Data excerpts
____

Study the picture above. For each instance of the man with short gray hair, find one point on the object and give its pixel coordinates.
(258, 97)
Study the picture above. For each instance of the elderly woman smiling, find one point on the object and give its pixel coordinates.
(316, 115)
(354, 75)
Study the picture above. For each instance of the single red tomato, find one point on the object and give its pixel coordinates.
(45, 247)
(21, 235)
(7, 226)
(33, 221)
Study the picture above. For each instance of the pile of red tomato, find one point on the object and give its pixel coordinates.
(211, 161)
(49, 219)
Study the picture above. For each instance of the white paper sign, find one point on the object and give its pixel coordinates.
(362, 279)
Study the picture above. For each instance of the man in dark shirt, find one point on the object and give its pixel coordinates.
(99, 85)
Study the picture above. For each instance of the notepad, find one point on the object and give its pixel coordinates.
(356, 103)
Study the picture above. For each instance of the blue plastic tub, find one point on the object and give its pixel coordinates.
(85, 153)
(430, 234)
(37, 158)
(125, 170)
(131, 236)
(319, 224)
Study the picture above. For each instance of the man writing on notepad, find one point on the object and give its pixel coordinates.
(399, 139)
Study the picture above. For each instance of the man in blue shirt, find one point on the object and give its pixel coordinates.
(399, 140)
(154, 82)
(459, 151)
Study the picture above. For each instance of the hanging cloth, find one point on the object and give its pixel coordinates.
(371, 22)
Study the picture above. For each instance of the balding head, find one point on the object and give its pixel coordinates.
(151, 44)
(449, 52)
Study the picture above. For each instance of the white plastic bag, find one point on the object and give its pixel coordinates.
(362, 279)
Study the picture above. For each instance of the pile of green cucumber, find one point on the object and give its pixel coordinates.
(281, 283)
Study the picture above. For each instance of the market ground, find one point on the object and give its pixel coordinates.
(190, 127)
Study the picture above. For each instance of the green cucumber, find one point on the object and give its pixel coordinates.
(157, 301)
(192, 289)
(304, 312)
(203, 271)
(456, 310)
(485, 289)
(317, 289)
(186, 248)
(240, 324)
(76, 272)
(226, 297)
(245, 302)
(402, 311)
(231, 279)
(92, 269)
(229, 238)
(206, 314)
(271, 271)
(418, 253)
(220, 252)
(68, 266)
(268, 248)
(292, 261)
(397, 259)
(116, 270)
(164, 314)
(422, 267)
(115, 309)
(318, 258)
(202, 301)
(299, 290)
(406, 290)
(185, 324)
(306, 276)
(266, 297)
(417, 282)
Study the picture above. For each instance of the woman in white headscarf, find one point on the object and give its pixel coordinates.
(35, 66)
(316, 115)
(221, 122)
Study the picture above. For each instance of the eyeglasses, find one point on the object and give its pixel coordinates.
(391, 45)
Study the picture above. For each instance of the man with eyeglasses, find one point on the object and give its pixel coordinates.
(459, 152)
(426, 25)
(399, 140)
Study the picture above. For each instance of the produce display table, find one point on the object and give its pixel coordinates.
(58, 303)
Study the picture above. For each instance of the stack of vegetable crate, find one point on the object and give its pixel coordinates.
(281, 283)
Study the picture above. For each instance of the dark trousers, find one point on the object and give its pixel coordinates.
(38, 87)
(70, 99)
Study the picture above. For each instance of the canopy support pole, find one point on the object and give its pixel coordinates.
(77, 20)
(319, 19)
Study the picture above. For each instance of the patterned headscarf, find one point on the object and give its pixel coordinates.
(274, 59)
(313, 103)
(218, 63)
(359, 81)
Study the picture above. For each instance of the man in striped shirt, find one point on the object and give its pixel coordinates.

____

_Your objective_. Copy out the records once more, exactly as they are written.

_Finished task_.
Study the picture above. For each instance of the man with short gray hair, find one point on the object and give its pixel coordinates.
(258, 97)
Study the picture above. For each instance of the elderly woman smiling, find one point on the object and give its pixel coordinates.
(316, 115)
(354, 75)
Study the picture above. For each instance of the single red tomato, find one point on the object and give its pixel coordinates.
(45, 247)
(21, 235)
(7, 226)
(33, 221)
Study the picture above. For each instance of the pile of red tomato, find one point on the object and give its pixel coordinates.
(211, 161)
(49, 219)
Study the picture above. For each instance of the white paper sign, find one point on the object and give its pixel coordinates.
(362, 279)
Study the picture above. For each instance of the man in dark shirt, find one point on the object and give its pixel coordinates.
(99, 85)
Study the picture above. For each instance of the notepad, find one point on the object and give its pixel coordinates.
(356, 103)
Study the picture above. For each instance of the blue plastic tub, find one point on the object and give its pixel coordinates.
(85, 153)
(430, 234)
(37, 158)
(125, 170)
(131, 236)
(319, 224)
Study the picture above. For each instance of the man writing on notepad, find one point on the object and give its pixel coordinates.
(399, 139)
Study the picture above. For each instance of the man in blue shirt, find one point on the object and give its pixel coordinates.
(399, 140)
(154, 82)
(459, 151)
Study the picture above. For each instance of the hanging cloth, find one point on the object and give its pixel coordinates.
(371, 22)
Study the picture above. For each instance of the balding head, find one point on the object and give its pixel coordinates.
(151, 44)
(449, 52)
Study the picture above. For each instance of the white plastic bag, find one point on the object and give its pixel coordinates.
(362, 279)
Study the picture above. For each instance of the pile of green cucumber, find one point on the object and give its pixel coordinates.
(281, 283)
Study the picture above. For each instance of the market ground, find one point on the object and give its pixel coordinates.
(190, 127)
Study the picture above. For each instance of the green cucumber, find one point on the object and give its pixel coordinates.
(157, 301)
(192, 289)
(304, 312)
(203, 271)
(456, 310)
(485, 289)
(317, 289)
(186, 248)
(240, 324)
(76, 272)
(226, 297)
(245, 302)
(402, 311)
(231, 279)
(92, 269)
(229, 238)
(206, 314)
(271, 271)
(418, 253)
(220, 252)
(68, 266)
(268, 248)
(292, 261)
(397, 259)
(116, 270)
(164, 314)
(422, 267)
(115, 309)
(318, 258)
(202, 301)
(299, 290)
(406, 290)
(185, 324)
(306, 276)
(266, 297)
(417, 282)
Study the picture above. For each instance of the woman in white headscarf, find one point on the object and give its pixel coordinates.
(35, 66)
(316, 115)
(221, 122)
Study the picture above. For each instance of the eyeglasses, find one point on the object and give its pixel coordinates.
(391, 45)
Study the picture above. For each instance of the man with eyeglasses, find one point on the object and give its pixel coordinates.
(459, 152)
(426, 25)
(399, 140)
Study the picture above. For each instance of the produce display table, find one point on the object and give its pixel coordinates.
(58, 303)
Study the picture above. For each instance of the stack of vegetable crate, find one point on the object and give its pixel coordinates.
(281, 283)
Study the picture above. For each instance of the dark trousers, find one point on the object and give its pixel coordinates.
(38, 87)
(70, 99)
Study the picture above. For each instance of the canopy support pole, find one point on the object and give its pixel coordinates.
(77, 20)
(319, 19)
Study the picture above. For each instance of the patterned headscarf, find one point on the object and give its pixel coordinates.
(274, 59)
(313, 103)
(218, 63)
(359, 81)
Study the picture above. For each instance of the man in striped shirt, find one point on the object and give its pixel coordinates.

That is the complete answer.